↓

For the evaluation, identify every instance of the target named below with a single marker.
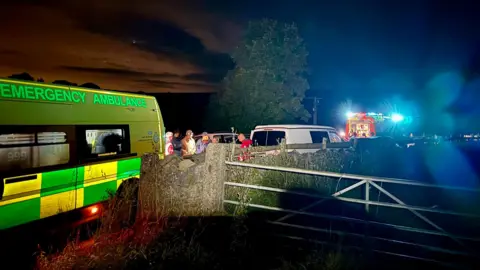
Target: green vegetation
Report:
(220, 242)
(268, 82)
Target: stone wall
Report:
(176, 187)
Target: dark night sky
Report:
(411, 51)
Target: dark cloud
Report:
(175, 85)
(118, 71)
(210, 77)
(164, 39)
(115, 44)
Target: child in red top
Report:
(245, 144)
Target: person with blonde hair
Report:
(168, 144)
(188, 144)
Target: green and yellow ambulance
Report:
(67, 148)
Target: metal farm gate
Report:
(391, 217)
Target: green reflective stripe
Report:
(58, 181)
(80, 176)
(128, 168)
(97, 193)
(19, 213)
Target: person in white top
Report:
(168, 143)
(188, 144)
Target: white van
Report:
(270, 135)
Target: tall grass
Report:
(226, 242)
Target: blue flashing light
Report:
(397, 117)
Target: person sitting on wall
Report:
(202, 147)
(188, 144)
(245, 143)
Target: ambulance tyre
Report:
(127, 202)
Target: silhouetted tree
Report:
(268, 82)
(64, 82)
(90, 85)
(22, 76)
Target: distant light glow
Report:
(94, 210)
(397, 117)
(350, 114)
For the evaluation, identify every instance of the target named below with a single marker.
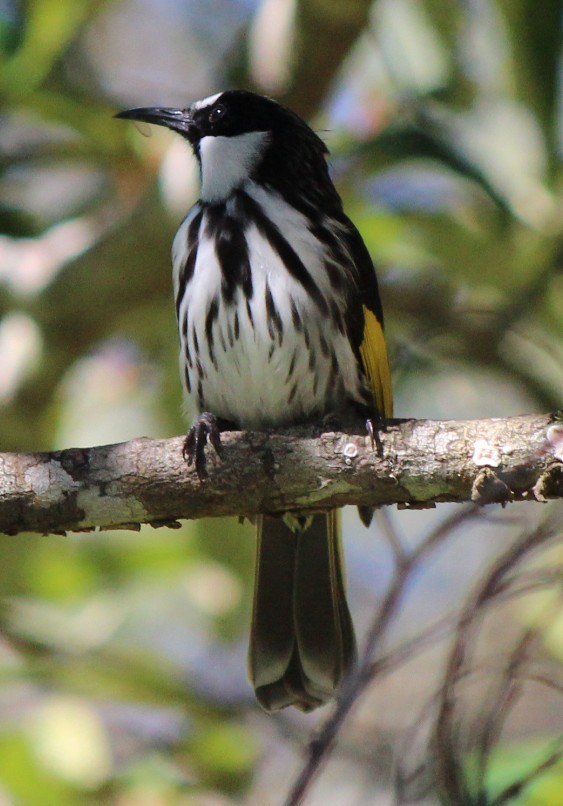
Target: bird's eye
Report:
(217, 113)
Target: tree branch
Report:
(414, 463)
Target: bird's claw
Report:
(373, 427)
(205, 429)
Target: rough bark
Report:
(414, 463)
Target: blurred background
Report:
(122, 655)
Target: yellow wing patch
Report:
(373, 352)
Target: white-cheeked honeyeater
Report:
(280, 323)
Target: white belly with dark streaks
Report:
(245, 375)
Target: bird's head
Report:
(239, 136)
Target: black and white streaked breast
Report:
(261, 313)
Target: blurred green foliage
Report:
(444, 121)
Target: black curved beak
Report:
(176, 119)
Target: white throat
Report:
(226, 163)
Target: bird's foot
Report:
(206, 428)
(374, 425)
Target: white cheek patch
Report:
(227, 162)
(206, 101)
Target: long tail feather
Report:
(302, 639)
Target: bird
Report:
(280, 323)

↑

• [DIRECTIONS FOR THIS TASK]
Convert the rows into a JSON list of strings, one string per line, beginning with the line containing "Target: blue flashing light" and continuing through the end of the rows. Skip blank lines and leave out the pictures.

• [RIGHT ANSWER]
[
  "Target: blue flashing light",
  "Report:",
  "(397, 117)",
  "Target: person sitting on wall",
  "Report:",
  "(202, 147)",
  "(188, 144)",
  "(245, 143)",
  "Target: ambulance tyre",
  "Report:",
  "(127, 202)",
  "Target: silhouetted tree",
  "Report:",
  "(268, 82)",
  "(64, 82)",
  "(90, 85)",
  "(22, 76)",
  "Target: distant light glow",
  "Report:",
  "(94, 210)",
  "(397, 117)",
  "(350, 114)",
  "For the evaluation, identify every instance of the target named below with a single marker.",
  "Target: bird's eye",
  "Report:",
  "(217, 113)",
  "Target: tree branch",
  "Report:",
  "(414, 463)",
  "Target: bird's claw",
  "Report:",
  "(373, 427)",
  "(205, 429)",
  "Target: rough bark",
  "Report:",
  "(414, 463)",
  "Target: blurred background",
  "Report:",
  "(122, 655)",
  "Target: yellow wing patch",
  "Report:",
  "(373, 352)",
  "Target: white-cheeked honeyeater",
  "Report:",
  "(280, 323)",
  "Target: white belly with dark streaks",
  "Report:",
  "(245, 375)",
  "Target: bird's head",
  "Report:",
  "(239, 136)",
  "Target: black and white streaked breast",
  "Report:",
  "(261, 313)",
  "Target: blurred green foliage",
  "Report:",
  "(444, 121)",
  "Target: black curved beak",
  "Report:",
  "(176, 119)",
  "Target: white throat",
  "Report:",
  "(226, 163)",
  "Target: bird's foot",
  "Report:",
  "(206, 428)",
  "(374, 425)",
  "Target: white cheek patch",
  "Report:",
  "(227, 162)",
  "(206, 101)",
  "Target: long tail feather",
  "Report:",
  "(302, 639)",
  "Target: bird",
  "Report:",
  "(280, 323)"
]